* **Exercise prompt**:
Reproduce the listing below word for word, leaving out the pictures.

##### Records shown #####

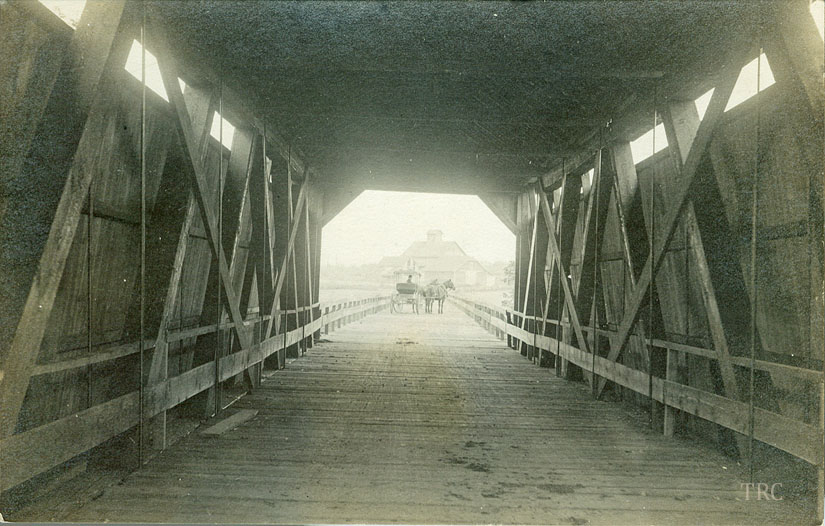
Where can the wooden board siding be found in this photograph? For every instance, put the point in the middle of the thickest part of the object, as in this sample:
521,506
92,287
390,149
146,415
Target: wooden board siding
391,421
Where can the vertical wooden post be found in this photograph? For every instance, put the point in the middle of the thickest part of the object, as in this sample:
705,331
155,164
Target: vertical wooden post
38,263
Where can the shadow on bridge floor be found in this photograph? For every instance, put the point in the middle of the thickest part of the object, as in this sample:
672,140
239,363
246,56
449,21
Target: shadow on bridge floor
428,419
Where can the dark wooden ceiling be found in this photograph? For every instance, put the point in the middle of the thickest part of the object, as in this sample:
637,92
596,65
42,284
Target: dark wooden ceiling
403,94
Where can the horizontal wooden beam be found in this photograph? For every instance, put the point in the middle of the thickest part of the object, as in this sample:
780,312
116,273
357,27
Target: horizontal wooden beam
792,436
26,454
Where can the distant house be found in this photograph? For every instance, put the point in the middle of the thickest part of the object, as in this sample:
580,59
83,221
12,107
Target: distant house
437,259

#####

* **Exercise result**:
Where can the wooden board siding be found in this photograph? For every instance, put the point in the middle of the thickest part of the object, as in this sample:
521,506
92,287
390,149
146,415
Target: wooden board siding
391,421
Where can the vertical wooden post be found in this photograph? For every instance, put the point in the middle of the thickest part of the object, as in this sample:
705,331
155,164
Target: vertical wooden post
38,263
Where can the shadow on bridge floor be found in this photograph? For every instance, put the point in the middle of the thickest part of the object, as in this sample:
672,140
239,363
246,56
449,21
Target: shadow on bridge floor
428,419
Where can the dark wooden ceiling be found in this photograph? For every instance, put the point in the middle of the thickest part of the object, as in this sample:
637,92
596,65
42,284
Target: dark wooden ceiling
403,94
Where can the horizontal wooden beam be found in this photograph? For every instance, put the point in the middle of the thickest part of the object, as in this sample:
780,312
116,273
357,27
Target: horizontal wooden beam
792,436
26,454
Where can the distant house be found in this photograph? For every instance, put the point in the middle of the thickest part of the object, as in this sample:
580,59
83,221
12,107
Target: distant house
437,259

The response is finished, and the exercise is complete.